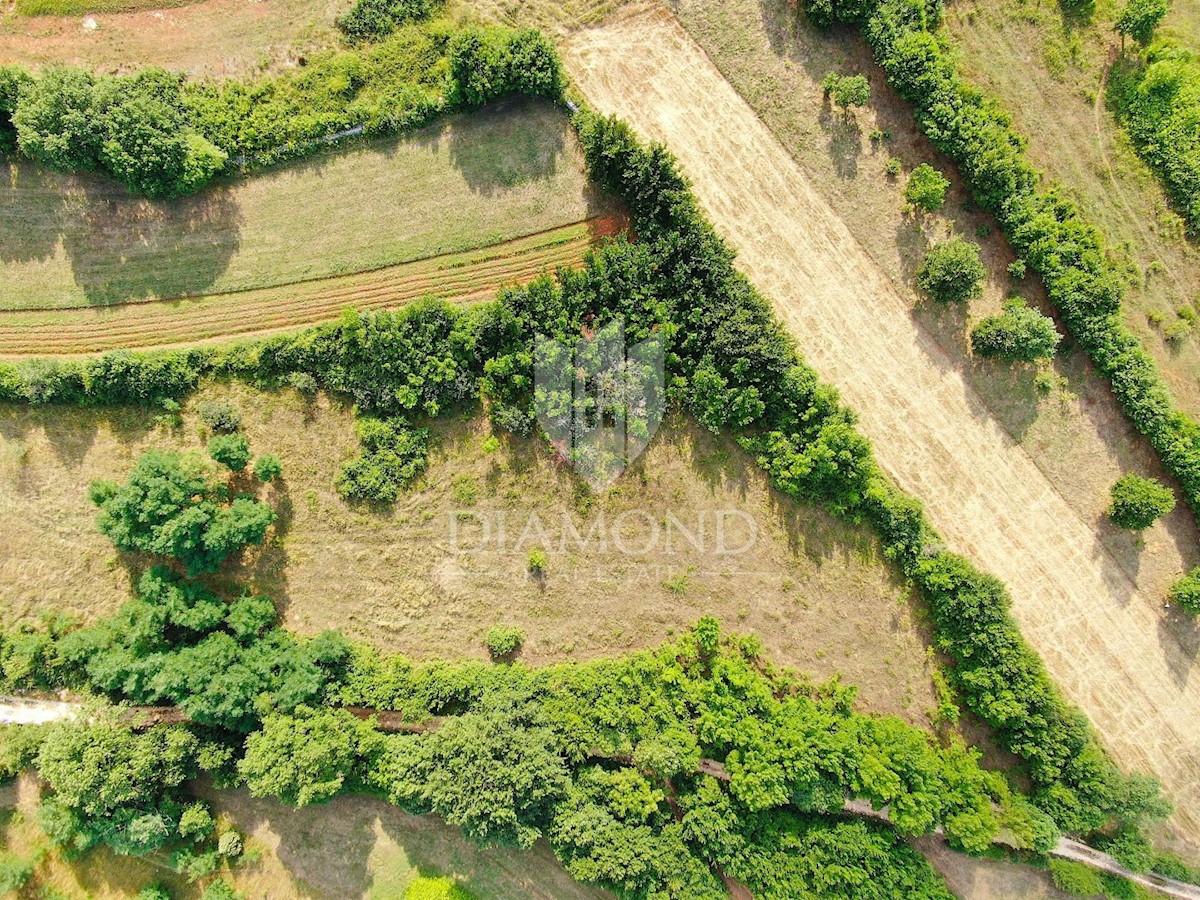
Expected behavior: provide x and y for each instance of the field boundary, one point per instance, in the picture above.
(159, 324)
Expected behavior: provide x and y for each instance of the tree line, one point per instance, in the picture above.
(730, 363)
(165, 136)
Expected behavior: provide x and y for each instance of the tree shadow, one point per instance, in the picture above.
(504, 145)
(121, 247)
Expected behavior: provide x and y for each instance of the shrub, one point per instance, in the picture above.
(229, 845)
(1139, 18)
(1186, 592)
(952, 273)
(847, 91)
(220, 417)
(1139, 502)
(231, 450)
(268, 468)
(169, 507)
(1020, 334)
(15, 871)
(927, 189)
(393, 455)
(371, 19)
(503, 641)
(1075, 879)
(490, 63)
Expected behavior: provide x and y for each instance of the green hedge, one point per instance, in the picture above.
(1158, 102)
(165, 136)
(1048, 231)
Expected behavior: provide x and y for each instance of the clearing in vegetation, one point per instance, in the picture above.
(816, 591)
(1099, 637)
(1048, 67)
(472, 180)
(460, 277)
(214, 37)
(348, 847)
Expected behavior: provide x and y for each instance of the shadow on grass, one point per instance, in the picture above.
(120, 246)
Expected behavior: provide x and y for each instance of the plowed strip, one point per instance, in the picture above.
(459, 277)
(931, 433)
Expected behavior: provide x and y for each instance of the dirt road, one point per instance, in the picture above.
(931, 433)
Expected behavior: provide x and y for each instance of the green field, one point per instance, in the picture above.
(465, 183)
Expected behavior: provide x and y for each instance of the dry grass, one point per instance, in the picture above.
(351, 847)
(1045, 69)
(1089, 599)
(473, 180)
(459, 277)
(815, 591)
(216, 37)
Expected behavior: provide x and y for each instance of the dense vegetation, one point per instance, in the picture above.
(165, 136)
(1020, 333)
(729, 360)
(647, 774)
(1139, 502)
(1158, 102)
(1045, 229)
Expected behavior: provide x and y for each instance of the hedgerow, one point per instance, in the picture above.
(1048, 231)
(165, 136)
(677, 283)
(1158, 103)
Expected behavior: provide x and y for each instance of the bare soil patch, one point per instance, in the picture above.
(627, 569)
(1104, 641)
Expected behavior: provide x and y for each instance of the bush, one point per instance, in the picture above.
(268, 468)
(15, 871)
(1139, 502)
(1075, 879)
(169, 507)
(927, 189)
(231, 450)
(952, 273)
(426, 888)
(1139, 18)
(220, 417)
(847, 91)
(371, 19)
(1186, 592)
(393, 456)
(490, 63)
(1020, 334)
(503, 641)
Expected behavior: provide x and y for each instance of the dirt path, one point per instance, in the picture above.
(473, 275)
(931, 433)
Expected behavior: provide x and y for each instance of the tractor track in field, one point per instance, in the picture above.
(1098, 635)
(459, 277)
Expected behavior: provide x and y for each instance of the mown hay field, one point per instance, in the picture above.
(690, 529)
(469, 181)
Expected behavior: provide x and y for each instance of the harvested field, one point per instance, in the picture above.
(427, 577)
(460, 277)
(468, 181)
(1103, 640)
(349, 847)
(214, 37)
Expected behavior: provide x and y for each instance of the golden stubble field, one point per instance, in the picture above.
(1102, 637)
(690, 529)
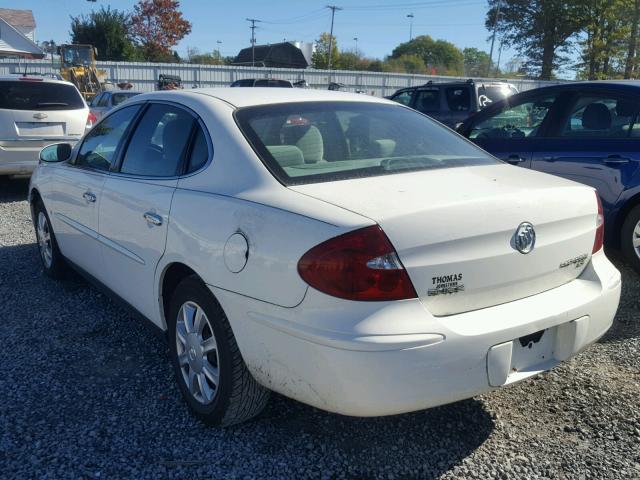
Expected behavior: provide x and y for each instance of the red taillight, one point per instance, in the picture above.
(599, 240)
(359, 265)
(91, 120)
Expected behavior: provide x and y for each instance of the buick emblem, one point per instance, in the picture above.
(525, 237)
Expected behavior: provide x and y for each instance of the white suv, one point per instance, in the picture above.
(36, 111)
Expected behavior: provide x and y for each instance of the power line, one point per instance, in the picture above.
(333, 9)
(253, 39)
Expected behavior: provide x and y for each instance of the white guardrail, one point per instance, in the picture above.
(144, 76)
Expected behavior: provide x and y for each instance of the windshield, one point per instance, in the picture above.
(313, 142)
(494, 93)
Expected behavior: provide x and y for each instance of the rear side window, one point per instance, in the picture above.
(158, 145)
(39, 95)
(199, 151)
(603, 116)
(428, 101)
(458, 99)
(519, 120)
(99, 146)
(310, 142)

* [What you should do] Can you give the lines again, starting with the line containing "of the golden" and going on through the last line, with "one point per instance" swapped for "a single point per instance" and nothing else changed? Leave the picture out.

* [Result below]
Expected behavior: provide x and y for each instance of the golden stubble field, a single point per instance, in the picture above.
(1102, 637)
(690, 529)
Expected behavior: provide x and y for each instance of the red taillight, a single point per instance, in the picture above.
(599, 240)
(359, 265)
(91, 120)
Expected behavior: provide x and y for each instance of the buick emblem, a single point per instance, in the picture above.
(525, 237)
Expected behavior: provide x and y for each instance of the white suv, a single point per instance, in the picture above.
(36, 111)
Expected behavior: provide x and y for each instance of the power line, a single point per instance, in the picture above.
(333, 9)
(253, 39)
Expected behavior: provide x and y for each instance of the white guardrail, a single point per instance, in the picture above.
(144, 76)
Expected behavior: provide x and y for each instance of the windshield, a single point per instance, in the picture above.
(313, 142)
(494, 93)
Expected behavior: provide x and y for each instance of the rear side window, a single point per instance, in the picture above.
(158, 145)
(39, 95)
(199, 151)
(603, 116)
(428, 101)
(458, 99)
(519, 120)
(99, 146)
(310, 142)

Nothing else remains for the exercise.